---------- Records provided
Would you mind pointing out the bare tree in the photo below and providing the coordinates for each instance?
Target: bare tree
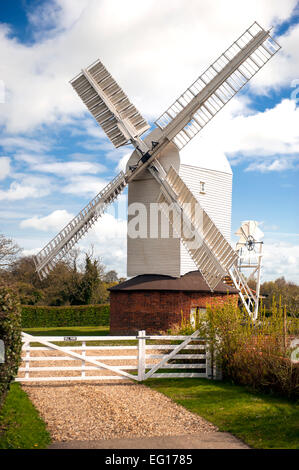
(9, 251)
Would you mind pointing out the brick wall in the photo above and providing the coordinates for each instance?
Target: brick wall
(155, 311)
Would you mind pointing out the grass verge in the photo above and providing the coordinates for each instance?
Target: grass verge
(20, 424)
(262, 421)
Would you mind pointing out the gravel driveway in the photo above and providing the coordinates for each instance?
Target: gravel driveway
(99, 411)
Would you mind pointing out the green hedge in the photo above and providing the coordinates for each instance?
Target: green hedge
(10, 334)
(34, 316)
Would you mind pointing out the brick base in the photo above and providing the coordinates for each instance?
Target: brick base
(156, 311)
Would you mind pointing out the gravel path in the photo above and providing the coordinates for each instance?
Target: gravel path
(101, 411)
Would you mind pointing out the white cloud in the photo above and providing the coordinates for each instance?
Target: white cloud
(84, 185)
(54, 221)
(280, 258)
(67, 169)
(145, 45)
(268, 141)
(4, 167)
(275, 165)
(23, 143)
(28, 187)
(283, 69)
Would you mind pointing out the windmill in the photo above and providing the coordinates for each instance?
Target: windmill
(210, 251)
(249, 248)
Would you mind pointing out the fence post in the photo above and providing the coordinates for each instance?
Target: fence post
(83, 362)
(27, 359)
(209, 372)
(141, 355)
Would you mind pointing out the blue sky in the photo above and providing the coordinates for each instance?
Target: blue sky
(54, 158)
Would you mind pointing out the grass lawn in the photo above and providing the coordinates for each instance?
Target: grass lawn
(20, 424)
(262, 421)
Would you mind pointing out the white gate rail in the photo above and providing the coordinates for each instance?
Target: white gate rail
(143, 359)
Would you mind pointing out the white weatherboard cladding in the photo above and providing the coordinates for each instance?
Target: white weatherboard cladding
(216, 200)
(169, 256)
(152, 255)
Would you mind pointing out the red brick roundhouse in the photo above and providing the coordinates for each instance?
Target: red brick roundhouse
(155, 303)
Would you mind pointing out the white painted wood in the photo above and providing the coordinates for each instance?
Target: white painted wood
(87, 348)
(141, 355)
(63, 379)
(140, 358)
(83, 367)
(173, 353)
(27, 360)
(65, 358)
(179, 356)
(78, 356)
(179, 375)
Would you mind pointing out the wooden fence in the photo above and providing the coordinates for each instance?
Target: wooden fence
(57, 358)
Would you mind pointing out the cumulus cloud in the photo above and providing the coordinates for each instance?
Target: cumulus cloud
(54, 221)
(4, 167)
(27, 187)
(84, 185)
(134, 39)
(70, 168)
(269, 140)
(281, 258)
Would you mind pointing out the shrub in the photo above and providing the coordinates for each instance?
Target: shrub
(10, 334)
(34, 316)
(250, 353)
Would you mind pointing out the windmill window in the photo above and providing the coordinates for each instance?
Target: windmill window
(195, 314)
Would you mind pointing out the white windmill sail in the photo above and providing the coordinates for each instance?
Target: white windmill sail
(180, 123)
(49, 256)
(249, 228)
(217, 85)
(109, 105)
(208, 248)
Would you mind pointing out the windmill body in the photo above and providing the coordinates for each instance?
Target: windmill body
(157, 249)
(155, 175)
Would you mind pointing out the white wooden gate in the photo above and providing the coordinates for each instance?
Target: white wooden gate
(112, 357)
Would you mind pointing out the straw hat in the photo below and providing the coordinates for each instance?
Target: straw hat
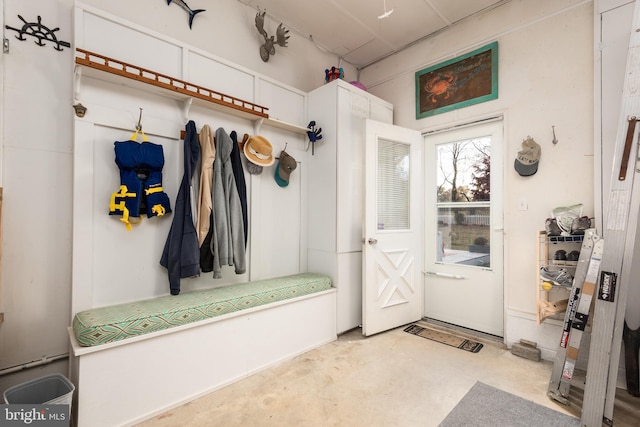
(259, 151)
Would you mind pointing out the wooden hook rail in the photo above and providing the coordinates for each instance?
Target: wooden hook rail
(114, 66)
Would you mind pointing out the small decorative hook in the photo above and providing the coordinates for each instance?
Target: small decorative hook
(80, 109)
(139, 125)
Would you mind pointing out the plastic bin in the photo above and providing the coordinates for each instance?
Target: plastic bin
(53, 389)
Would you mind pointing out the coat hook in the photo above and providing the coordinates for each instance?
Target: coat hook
(139, 125)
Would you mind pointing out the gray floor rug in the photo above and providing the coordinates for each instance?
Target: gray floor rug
(484, 405)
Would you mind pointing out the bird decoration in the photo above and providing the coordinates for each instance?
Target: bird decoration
(268, 48)
(192, 13)
(313, 134)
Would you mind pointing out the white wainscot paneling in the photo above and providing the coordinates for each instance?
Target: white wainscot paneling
(142, 49)
(285, 104)
(220, 77)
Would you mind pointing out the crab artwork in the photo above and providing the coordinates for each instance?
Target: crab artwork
(441, 84)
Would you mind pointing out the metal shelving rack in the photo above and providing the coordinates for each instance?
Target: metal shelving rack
(551, 304)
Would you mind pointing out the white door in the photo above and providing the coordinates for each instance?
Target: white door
(464, 227)
(392, 232)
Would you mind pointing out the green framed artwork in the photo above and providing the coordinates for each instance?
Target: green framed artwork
(459, 82)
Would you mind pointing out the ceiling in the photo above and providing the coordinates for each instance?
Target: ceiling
(352, 30)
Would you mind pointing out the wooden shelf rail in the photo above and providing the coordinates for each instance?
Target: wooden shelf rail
(114, 66)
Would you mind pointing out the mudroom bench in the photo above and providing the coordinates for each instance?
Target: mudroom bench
(133, 361)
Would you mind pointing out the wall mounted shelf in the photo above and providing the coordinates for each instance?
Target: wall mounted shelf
(101, 67)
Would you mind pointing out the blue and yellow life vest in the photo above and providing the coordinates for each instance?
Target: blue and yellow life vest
(140, 189)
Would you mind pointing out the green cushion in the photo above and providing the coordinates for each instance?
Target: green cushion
(108, 324)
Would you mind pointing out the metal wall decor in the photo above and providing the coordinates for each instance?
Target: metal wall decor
(268, 48)
(192, 13)
(41, 32)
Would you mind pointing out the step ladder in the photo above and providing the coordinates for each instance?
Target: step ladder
(610, 294)
(576, 317)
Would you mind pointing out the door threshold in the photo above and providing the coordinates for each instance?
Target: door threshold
(465, 332)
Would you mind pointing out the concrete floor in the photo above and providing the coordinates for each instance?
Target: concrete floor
(390, 379)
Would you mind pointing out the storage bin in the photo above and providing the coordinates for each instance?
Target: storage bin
(53, 389)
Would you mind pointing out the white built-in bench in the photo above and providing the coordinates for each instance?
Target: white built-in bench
(133, 361)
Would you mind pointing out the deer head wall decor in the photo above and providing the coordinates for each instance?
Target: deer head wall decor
(268, 48)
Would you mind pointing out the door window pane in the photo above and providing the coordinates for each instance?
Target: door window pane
(393, 185)
(463, 202)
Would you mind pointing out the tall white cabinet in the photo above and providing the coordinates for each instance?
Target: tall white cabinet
(335, 185)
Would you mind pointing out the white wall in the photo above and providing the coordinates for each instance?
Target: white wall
(545, 79)
(37, 160)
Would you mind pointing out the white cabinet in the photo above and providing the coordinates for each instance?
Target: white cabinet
(335, 190)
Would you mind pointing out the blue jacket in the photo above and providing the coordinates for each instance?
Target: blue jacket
(181, 254)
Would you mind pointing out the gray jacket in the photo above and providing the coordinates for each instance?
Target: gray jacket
(227, 243)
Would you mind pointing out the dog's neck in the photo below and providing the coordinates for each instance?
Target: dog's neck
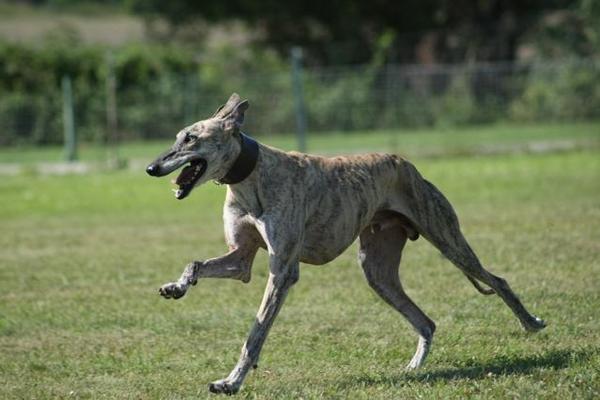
(245, 162)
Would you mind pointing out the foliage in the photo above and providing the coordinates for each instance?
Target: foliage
(569, 92)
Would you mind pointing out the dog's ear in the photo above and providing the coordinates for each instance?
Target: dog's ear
(228, 107)
(235, 118)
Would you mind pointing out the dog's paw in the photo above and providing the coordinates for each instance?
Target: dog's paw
(224, 386)
(535, 324)
(172, 290)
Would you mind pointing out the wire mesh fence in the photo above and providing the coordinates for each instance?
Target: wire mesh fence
(335, 99)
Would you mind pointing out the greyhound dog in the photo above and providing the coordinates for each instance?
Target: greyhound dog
(305, 208)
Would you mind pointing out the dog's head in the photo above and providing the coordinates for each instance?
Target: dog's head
(208, 147)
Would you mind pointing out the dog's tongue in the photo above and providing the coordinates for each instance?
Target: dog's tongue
(186, 175)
--------------------
Only lines holding the word "below" are wanted; list them all from the material.

Would you mind pointing out the bare tree in the photo below and providing the coordinates for each instance?
Would you mind pointing out the straw hat in the photo below and providing the coordinates for each instance?
Would you mind pointing out the dog's neck in the photo below and providing the coordinates for each instance?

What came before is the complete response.